• What is required:
With every line kept intact, print the entries that appear below.
#####
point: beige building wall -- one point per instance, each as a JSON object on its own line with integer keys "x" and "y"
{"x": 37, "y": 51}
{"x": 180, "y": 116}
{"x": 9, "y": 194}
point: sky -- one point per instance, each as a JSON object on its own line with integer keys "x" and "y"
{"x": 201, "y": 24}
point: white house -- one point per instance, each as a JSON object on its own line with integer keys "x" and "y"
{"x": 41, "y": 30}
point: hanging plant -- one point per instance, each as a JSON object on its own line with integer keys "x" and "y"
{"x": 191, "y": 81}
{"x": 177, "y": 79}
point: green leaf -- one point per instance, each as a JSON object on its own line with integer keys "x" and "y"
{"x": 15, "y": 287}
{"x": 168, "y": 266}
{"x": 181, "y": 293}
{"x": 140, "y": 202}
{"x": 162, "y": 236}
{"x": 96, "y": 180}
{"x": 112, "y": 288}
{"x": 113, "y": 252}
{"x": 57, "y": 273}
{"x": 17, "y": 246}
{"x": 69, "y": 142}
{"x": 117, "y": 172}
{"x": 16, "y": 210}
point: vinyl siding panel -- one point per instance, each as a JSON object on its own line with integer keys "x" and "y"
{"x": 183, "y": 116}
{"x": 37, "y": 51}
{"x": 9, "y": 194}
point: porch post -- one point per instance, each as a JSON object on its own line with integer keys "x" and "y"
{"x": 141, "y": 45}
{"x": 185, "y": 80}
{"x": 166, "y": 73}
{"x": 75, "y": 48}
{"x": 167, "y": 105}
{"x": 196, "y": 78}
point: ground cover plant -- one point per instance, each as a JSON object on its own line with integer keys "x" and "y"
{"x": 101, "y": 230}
#####
• Finished task:
point: beige building wall -- one point per instance, each as a JSON object on its own line with integer keys "x" and "y"
{"x": 37, "y": 51}
{"x": 180, "y": 116}
{"x": 9, "y": 194}
point: sky -- one point per instance, each as a JSON object on its own line with integer keys "x" and "y"
{"x": 201, "y": 24}
point: white house -- one point per instance, each as a JSON object on its own line with integer keys "x" and "y"
{"x": 41, "y": 30}
point: hanging plant -- one point per instance, each as a JSON object on its own line with integer keys "x" and "y"
{"x": 191, "y": 81}
{"x": 177, "y": 79}
point: green leaf -- one point per instance, each as a JSON object on its own line with integer keys "x" and "y"
{"x": 15, "y": 287}
{"x": 168, "y": 266}
{"x": 181, "y": 293}
{"x": 140, "y": 202}
{"x": 162, "y": 236}
{"x": 96, "y": 180}
{"x": 112, "y": 288}
{"x": 113, "y": 252}
{"x": 57, "y": 273}
{"x": 17, "y": 246}
{"x": 69, "y": 142}
{"x": 117, "y": 172}
{"x": 16, "y": 210}
point: vinyl siding panel -- one point per instance, each as a JSON object on its own line with integer keys "x" and "y"
{"x": 183, "y": 116}
{"x": 37, "y": 51}
{"x": 9, "y": 194}
point: porch post -- one point per instance, each as a JSON object on its own line with integer keys "x" and "y"
{"x": 141, "y": 45}
{"x": 185, "y": 80}
{"x": 166, "y": 73}
{"x": 75, "y": 48}
{"x": 167, "y": 105}
{"x": 196, "y": 78}
point: ground cover plant -- one point per instance, each as a JSON object on its own line with integer keys "x" and "y"
{"x": 101, "y": 230}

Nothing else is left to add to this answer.